> Your objective
Rewrite every line of the data, starting at the line that contains "GET /v1/detect?q=city skyline" and stopping after the end of the data. Multiply each bounding-box coordinate in the answers by 2.15 and round it to a whole number, rounding halves up; copy every other line unchanged, including the sample coordinates in the response format.

|---|

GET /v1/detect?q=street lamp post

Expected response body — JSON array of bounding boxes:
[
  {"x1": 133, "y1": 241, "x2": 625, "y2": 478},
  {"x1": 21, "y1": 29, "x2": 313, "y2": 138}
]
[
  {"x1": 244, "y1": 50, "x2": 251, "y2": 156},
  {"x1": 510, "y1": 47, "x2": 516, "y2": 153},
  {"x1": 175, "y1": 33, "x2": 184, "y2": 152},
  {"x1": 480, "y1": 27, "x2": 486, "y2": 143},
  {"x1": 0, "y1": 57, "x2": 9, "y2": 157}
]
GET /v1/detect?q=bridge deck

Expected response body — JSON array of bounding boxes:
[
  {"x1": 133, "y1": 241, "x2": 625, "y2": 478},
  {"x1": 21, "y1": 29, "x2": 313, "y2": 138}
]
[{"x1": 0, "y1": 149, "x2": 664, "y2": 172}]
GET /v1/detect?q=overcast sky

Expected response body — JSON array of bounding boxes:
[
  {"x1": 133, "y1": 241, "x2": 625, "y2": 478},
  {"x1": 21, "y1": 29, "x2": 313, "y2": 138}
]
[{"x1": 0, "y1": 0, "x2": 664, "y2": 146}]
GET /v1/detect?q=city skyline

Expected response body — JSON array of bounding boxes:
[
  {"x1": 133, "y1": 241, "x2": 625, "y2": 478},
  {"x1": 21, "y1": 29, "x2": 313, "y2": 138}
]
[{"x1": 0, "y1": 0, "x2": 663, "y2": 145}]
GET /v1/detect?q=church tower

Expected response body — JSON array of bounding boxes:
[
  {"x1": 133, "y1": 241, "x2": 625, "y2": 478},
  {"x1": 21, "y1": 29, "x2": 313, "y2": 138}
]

|---|

> Answer to the task
GET /v1/detect?q=city skyline

Expected response body — JSON array of bounding boxes:
[
  {"x1": 133, "y1": 241, "x2": 625, "y2": 478},
  {"x1": 21, "y1": 29, "x2": 313, "y2": 138}
]
[{"x1": 0, "y1": 0, "x2": 1425, "y2": 312}]
GET /v1/detect?q=church tower

Expected response body — JSON array of bounding boxes:
[
  {"x1": 133, "y1": 241, "x2": 625, "y2": 478},
  {"x1": 21, "y1": 29, "x2": 313, "y2": 138}
]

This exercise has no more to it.